▶ WHAT YOU ARE ASKED TO DO
Present every line of the rows below as a Markdown table with two columns, No and Line, numbering each line in order and leaving out blank lines.

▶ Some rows
— BEGIN —
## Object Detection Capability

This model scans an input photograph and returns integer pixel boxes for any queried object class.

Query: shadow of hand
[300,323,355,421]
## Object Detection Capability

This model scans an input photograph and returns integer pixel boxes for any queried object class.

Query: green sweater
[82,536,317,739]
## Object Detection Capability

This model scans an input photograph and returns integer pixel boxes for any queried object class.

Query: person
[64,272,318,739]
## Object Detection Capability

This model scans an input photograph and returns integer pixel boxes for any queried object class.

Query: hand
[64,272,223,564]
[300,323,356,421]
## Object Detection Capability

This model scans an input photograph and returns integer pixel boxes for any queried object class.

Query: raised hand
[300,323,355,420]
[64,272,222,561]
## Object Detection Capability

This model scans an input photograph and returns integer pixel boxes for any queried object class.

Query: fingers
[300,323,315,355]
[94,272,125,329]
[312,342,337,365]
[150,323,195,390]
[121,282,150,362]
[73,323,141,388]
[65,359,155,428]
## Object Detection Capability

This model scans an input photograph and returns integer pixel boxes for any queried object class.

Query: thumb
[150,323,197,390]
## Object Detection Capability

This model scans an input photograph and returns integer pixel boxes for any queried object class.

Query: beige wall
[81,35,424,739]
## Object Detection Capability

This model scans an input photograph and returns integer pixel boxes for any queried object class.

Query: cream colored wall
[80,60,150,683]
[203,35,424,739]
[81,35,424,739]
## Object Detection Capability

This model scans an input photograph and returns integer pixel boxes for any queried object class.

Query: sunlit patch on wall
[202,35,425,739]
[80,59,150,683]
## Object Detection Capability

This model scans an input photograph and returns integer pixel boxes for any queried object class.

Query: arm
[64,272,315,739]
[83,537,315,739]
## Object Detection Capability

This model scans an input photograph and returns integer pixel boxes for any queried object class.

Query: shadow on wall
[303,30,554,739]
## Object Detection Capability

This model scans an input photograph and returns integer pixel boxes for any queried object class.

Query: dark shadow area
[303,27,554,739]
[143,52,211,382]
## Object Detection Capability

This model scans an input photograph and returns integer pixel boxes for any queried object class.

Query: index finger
— END —
▶ REPLY TO THE TASK
| No | Line |
|---|---|
| 1 | ## Object Detection Capability |
| 2 | This model scans an input photograph and returns integer pixel boxes for any queried object class. |
| 3 | Query: shadow of hand |
| 4 | [300,323,355,421] |
| 5 | ## Object Detection Capability |
| 6 | This model scans an input photograph and returns integer pixel boxes for any queried object class. |
| 7 | Query: green sweater |
| 8 | [82,536,317,739] |
| 9 | ## Object Detection Capability |
| 10 | This model scans an input photograph and returns integer pixel boxes for any queried object class. |
| 11 | Query: person |
| 12 | [64,272,318,739] |
| 13 | ## Object Detection Capability |
| 14 | This model scans an input photograph and returns integer pixel boxes for any queried object class. |
| 15 | Query: hand |
| 16 | [64,272,223,564] |
| 17 | [300,323,356,421] |
| 18 | ## Object Detection Capability |
| 19 | This model scans an input photograph and returns integer pixel boxes for any queried object class. |
| 20 | Query: raised hand |
| 21 | [300,323,355,420] |
| 22 | [64,272,222,561] |
| 23 | ## Object Detection Capability |
| 24 | This model scans an input photograph and returns integer pixel boxes for any queried object class. |
| 25 | Query: fingers |
| 26 | [300,323,315,355] |
| 27 | [94,272,125,329] |
| 28 | [312,342,337,365] |
| 29 | [150,323,195,390] |
| 30 | [121,282,150,362] |
| 31 | [73,323,141,388] |
| 32 | [65,359,155,428] |
| 33 | ## Object Detection Capability |
| 34 | This model scans an input photograph and returns integer pixel boxes for any queried object class. |
| 35 | Query: thumb |
| 36 | [150,323,197,390] |
| 37 | ## Object Detection Capability |
| 38 | This model scans an input photograph and returns integer pixel boxes for any queried object class. |
| 39 | Query: beige wall |
| 40 | [81,35,424,739] |
| 41 | ## Object Detection Capability |
| 42 | This model scans an input photograph and returns integer pixel boxes for any queried object class. |
| 43 | Query: cream colored wall |
| 44 | [80,60,150,683] |
| 45 | [203,35,424,739] |
| 46 | [81,35,424,739] |
| 47 | ## Object Detection Capability |
| 48 | This model scans an input photograph and returns integer pixel boxes for any queried object class. |
| 49 | Query: sunlit patch on wall |
| 50 | [202,35,425,739] |
| 51 | [80,59,150,683] |
| 52 | ## Object Detection Capability |
| 53 | This model scans an input photograph and returns integer pixel boxes for any queried object class. |
| 54 | Query: arm |
| 55 | [64,272,315,739] |
| 56 | [83,537,315,739] |
| 57 | ## Object Detection Capability |
| 58 | This model scans an input photograph and returns integer pixel boxes for any queried object class. |
| 59 | Query: shadow on wall |
| 60 | [303,30,554,739] |
| 61 | ## Object Detection Capability |
| 62 | This model scans an input photograph and returns integer pixel boxes for any queried object class. |
| 63 | Query: dark shadow area |
| 64 | [303,27,554,739] |
| 65 | [143,52,211,382] |
| 66 | ## Object Detection Capability |
| 67 | This model scans an input photograph and returns integer pixel boxes for any queried object class. |
| 68 | Query: index finger |